▶ What to produce
An exact copy of all the data is required, with pictures left out.
════════
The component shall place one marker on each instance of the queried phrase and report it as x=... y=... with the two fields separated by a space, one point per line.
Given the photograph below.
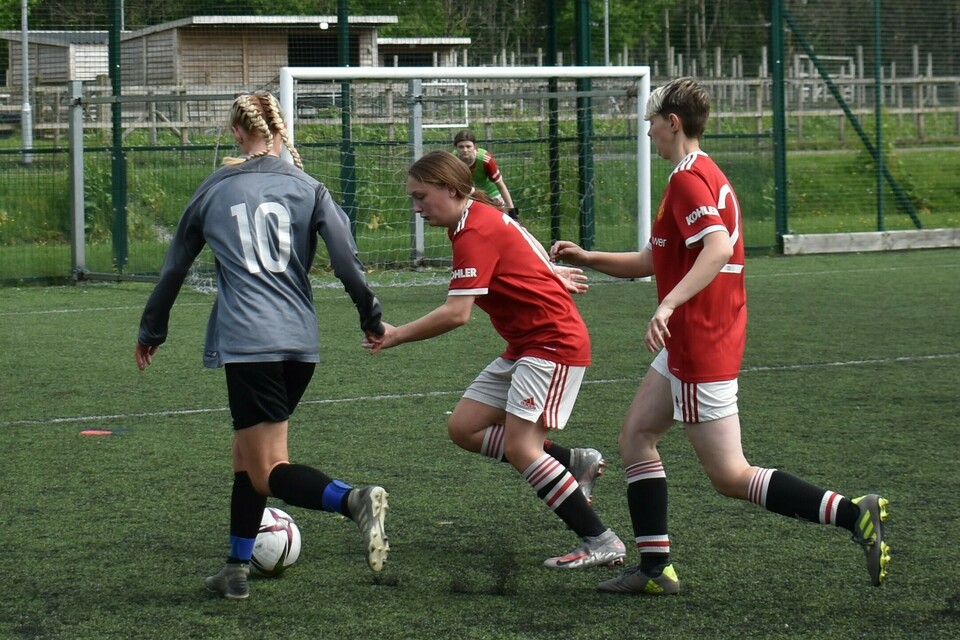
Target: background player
x=261 y=217
x=484 y=171
x=508 y=410
x=698 y=332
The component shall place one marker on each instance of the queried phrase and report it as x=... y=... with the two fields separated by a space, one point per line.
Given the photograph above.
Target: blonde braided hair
x=260 y=112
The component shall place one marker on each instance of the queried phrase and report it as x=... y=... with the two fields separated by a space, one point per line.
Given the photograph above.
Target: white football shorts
x=529 y=388
x=698 y=402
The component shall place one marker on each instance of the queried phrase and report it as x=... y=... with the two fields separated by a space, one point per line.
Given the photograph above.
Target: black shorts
x=265 y=391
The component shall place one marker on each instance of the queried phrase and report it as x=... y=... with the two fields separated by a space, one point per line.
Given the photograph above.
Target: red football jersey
x=497 y=260
x=708 y=332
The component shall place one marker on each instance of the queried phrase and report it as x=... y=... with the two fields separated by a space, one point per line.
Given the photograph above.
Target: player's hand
x=657 y=330
x=377 y=343
x=568 y=252
x=573 y=278
x=143 y=355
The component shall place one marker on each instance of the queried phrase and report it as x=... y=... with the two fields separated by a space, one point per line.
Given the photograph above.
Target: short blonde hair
x=685 y=98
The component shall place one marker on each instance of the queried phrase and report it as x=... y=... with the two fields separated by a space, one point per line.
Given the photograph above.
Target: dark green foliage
x=849 y=381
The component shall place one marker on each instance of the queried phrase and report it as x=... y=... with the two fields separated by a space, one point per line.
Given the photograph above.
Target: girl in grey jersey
x=262 y=217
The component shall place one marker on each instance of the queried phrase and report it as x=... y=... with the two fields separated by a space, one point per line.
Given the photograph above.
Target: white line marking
x=432 y=394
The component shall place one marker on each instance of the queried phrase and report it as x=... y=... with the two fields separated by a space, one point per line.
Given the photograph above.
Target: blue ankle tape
x=333 y=495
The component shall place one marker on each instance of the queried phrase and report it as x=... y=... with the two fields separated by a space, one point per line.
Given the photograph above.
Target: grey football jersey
x=262 y=219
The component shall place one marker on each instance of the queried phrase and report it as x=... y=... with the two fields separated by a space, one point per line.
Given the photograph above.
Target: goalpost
x=570 y=142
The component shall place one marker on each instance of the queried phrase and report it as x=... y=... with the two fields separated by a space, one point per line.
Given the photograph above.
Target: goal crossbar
x=641 y=74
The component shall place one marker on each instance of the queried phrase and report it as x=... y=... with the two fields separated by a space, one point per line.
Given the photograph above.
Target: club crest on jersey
x=699 y=212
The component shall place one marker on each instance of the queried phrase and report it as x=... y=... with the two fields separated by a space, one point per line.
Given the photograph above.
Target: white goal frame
x=288 y=102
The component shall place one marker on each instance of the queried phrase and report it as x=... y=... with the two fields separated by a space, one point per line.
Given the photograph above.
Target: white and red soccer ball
x=278 y=544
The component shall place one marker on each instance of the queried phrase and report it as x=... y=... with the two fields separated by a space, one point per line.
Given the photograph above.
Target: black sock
x=246 y=507
x=790 y=496
x=299 y=485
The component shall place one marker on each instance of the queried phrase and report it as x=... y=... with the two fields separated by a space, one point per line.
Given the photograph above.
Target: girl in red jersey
x=698 y=332
x=508 y=410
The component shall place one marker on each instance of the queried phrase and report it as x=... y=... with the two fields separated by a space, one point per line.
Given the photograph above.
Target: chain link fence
x=856 y=76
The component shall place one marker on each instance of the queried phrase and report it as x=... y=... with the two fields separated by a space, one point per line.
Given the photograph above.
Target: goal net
x=570 y=143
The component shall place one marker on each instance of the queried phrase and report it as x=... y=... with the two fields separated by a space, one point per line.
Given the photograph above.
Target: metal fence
x=839 y=101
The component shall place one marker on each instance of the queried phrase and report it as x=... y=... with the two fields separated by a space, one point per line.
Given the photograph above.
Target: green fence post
x=779 y=123
x=585 y=130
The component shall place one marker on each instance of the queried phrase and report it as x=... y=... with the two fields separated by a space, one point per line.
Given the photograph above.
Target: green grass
x=849 y=381
x=831 y=187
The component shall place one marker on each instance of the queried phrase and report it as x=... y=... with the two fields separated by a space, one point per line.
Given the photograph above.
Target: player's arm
x=717 y=250
x=625 y=264
x=505 y=193
x=454 y=312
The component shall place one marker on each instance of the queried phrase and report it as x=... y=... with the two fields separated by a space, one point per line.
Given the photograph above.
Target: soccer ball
x=278 y=543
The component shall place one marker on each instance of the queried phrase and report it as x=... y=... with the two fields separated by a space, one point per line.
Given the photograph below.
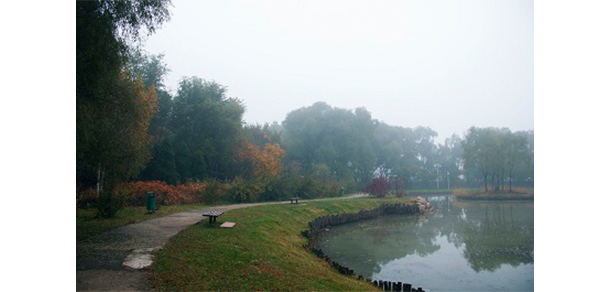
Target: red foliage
x=187 y=193
x=378 y=187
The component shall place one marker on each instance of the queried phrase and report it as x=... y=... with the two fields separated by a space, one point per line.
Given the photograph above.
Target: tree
x=495 y=153
x=113 y=110
x=207 y=130
x=265 y=164
x=338 y=138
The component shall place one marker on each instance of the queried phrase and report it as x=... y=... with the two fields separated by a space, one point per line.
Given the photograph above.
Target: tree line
x=131 y=128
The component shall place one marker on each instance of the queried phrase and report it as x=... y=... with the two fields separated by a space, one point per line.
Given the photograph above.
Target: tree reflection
x=488 y=234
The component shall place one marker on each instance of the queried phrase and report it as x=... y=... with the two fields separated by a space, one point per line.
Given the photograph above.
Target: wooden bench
x=212 y=215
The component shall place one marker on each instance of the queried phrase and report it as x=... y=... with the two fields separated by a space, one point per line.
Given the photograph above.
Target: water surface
x=466 y=246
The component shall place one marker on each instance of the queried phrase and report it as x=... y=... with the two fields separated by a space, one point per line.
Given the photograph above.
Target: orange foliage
x=266 y=163
x=187 y=193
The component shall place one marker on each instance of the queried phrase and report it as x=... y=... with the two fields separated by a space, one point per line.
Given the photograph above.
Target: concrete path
x=116 y=260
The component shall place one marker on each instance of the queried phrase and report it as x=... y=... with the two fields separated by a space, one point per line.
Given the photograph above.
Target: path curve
x=100 y=260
════════
▶ Correct result
The component shall place one marker on each instance of the queried phrase and report it as x=... y=... with the two fields separated by a space, one point per line.
Given the photograph below.
Target: background player
x=261 y=217
x=484 y=171
x=508 y=410
x=698 y=332
The component shall place one marker on each instance of the queried phrase and report it as x=... y=... with the two fields separated by a space, one point per line.
Given the photograph above.
Target: blonde braided hair
x=260 y=112
The component shall place one marker on each instance of the queried phrase and report it as x=... y=... with the two fields separated by a space, one point per line.
Given the photograph above.
Target: white football shorts
x=529 y=388
x=698 y=402
The component shall place one marker on each instance of the queried phrase and report it as x=... y=... with the two fields separated by a space, one point per line.
Given the photograph above.
Target: black shorts
x=265 y=391
The component shall place one marker on each instance of the queried phrase and report it as x=... y=... with the two fields separated by a space, one point per line.
Given the photograph above.
Target: red football jersey
x=497 y=260
x=708 y=332
The component shall place one marker on each instance of the queried phrase and report it as x=... y=... with the two fields separated by a space, one point per line.
Given the photograph above.
Target: player's hand
x=657 y=330
x=377 y=343
x=568 y=252
x=573 y=278
x=143 y=355
The component shall place one marker on each instance of the queried phrase and report it as x=... y=... with the two fields separated by a space, one point per line.
Given the photograph above.
Target: short blonde hair
x=685 y=98
The component shall place one marker on each instance of the queried phrase and report it as x=... y=... with the two fields separated by a space, one point per line.
Given the photograph above.
Target: dark green foliage
x=849 y=381
The component shall place one marker on each instance of the queried phrase and report it as x=... y=... with the two fields separated by a space, one point per line.
Given the photograph above.
Target: girl in grey jersey
x=262 y=217
The component shall place one marker on each instance of the queried phrase and report it as x=... y=... with the two fields separated by a space, one point per line.
Given the photograph above.
Target: white line marking
x=432 y=394
The component shall place one marker on each instance of the queried phrase and report it as x=... y=... with the two fields separated by a space, one point per line.
Given the photograph above.
Target: blue ankle tape
x=333 y=495
The component shall place one marker on each instance of the queried phrase and report it as x=... y=... with the two fields separated by a space, one point per line.
Given the photograph above.
Target: grey football jersey
x=262 y=219
The component shall place one marker on each instance of the queried phrase and report it as x=... y=... with the two fields separated by a space, one point per line.
Given the photograph above.
Target: goalpost
x=570 y=142
The component shall place one marker on each instance of the queried phrase and report it as x=... y=... with the two fields separated by a space, one point per line.
Given the photograph above.
Target: goal crossbar
x=641 y=74
The component shall place one marker on each instance of the queried phrase and report it as x=... y=... with the two fields separated by a space, one point per line.
Given the photograph above.
Target: club crest on jersey
x=699 y=212
The component shall place one marker on each instance of the queried phrase and report it as x=... y=... with the two fields separated by a space, one point per line.
Given the photograph above.
Target: white goal frame
x=288 y=102
The component shall place one marker on each instance of the queried phrase and report it as x=... y=... with the two fields separated by a space, one point per line.
Given the photograph above.
Target: white and red soccer ball
x=278 y=544
The component shall place one marker on each instance of the queried phrase and report it as x=... y=... with the two fields separated by a space, one point per line.
Given the photograph above.
Target: black sock
x=246 y=507
x=790 y=496
x=299 y=485
The component shall place one marker on each instance of the queried phrase and report it as x=... y=... with the two fields separated by a space, one point per line.
Given the photograph above.
Target: girl in red jersey
x=698 y=332
x=508 y=410
The component shall place one marker on each instance of the queried phrase and report it as x=... y=... with the two fields separated by a space, one point per line.
Given the photograph above.
Target: chain link fence
x=856 y=76
The component shall place one marker on each instance of the queried phrase and report it as x=... y=... with the two fields separated by a space, one point per line.
Given the photograph above.
Target: goal net
x=570 y=143
The component shall place one marker on each instance of the queried phrase and report it as x=... y=... with the two fields separated by a space, one point per line.
Given the photograph above.
Target: metal fence
x=839 y=101
The component shall place one marker on each instance of the queried phrase and report it as x=... y=... with the two fields separated by a space, one point per line.
Given the photograph above.
Target: green fence post
x=779 y=123
x=585 y=130
The component shall place one marker on each instance of the queried phrase and report it as x=... y=... with the two fields separated by a space, one point per line.
Given the photograph above.
Target: green grass
x=849 y=381
x=831 y=187
The component shall place one marker on each instance of the queried phrase and report it as x=... y=... with the two fields separated by a space, one point per line.
Given the photograph above.
Target: player's arm
x=717 y=250
x=625 y=264
x=505 y=193
x=454 y=312
The component shall place one marker on each instance of the queried phrase and report it as x=... y=... with the two fields separated by a space, one point per line.
Given the photograph above.
Target: soccer ball
x=278 y=543
The component shall place one marker on each instance of the queried phrase and report it as x=... y=... with the two fields separated by a space, one point per line.
Given the photograph below.
Target: red foliage
x=187 y=193
x=378 y=187
The component shall place one marker on each instance of the queried phrase and report it as x=... y=... with the two fields separated by a space, one point per line.
Given the photograph above.
Target: tree
x=495 y=153
x=113 y=110
x=207 y=130
x=265 y=164
x=338 y=138
The component shall place one marker on each instance of the queried phrase and report it as x=... y=... with the two fields separated by a space, one point per line.
Given the photograph above.
Target: tree line
x=131 y=128
The component shall place one marker on each instance of the queried phrase and report it as x=... y=... with the two fields separated by a space, one point per line.
Given the photograph above.
Target: tree reflection
x=488 y=234
The component shall place one marker on each instance of the queried phrase and report it as x=... y=... with the two fields separated by a space, one point per line.
Given the photograph above.
Target: wooden bench
x=212 y=215
The component shall place one marker on each instance of the queried phrase and report it as x=... y=... with the two fields separated by a space, one point per line.
Given the photograph above.
Target: water surface
x=466 y=246
The component shall place one marker on each instance of the queried phrase and report it as x=... y=... with the two fields separated by a space, one point per line.
Given the photograph above.
Target: orange foliage
x=266 y=163
x=187 y=193
The component shall place one marker on each instance of the queried phrase and report it as x=... y=... with the two fields separated by a space, one point per line.
Given the photograph above.
Target: concrete path
x=116 y=260
The component shall place one marker on each instance of the queried phrase and report it as x=... y=... with the two fields separated by a space, one point per line.
Given the photograph above.
Target: path curve
x=100 y=260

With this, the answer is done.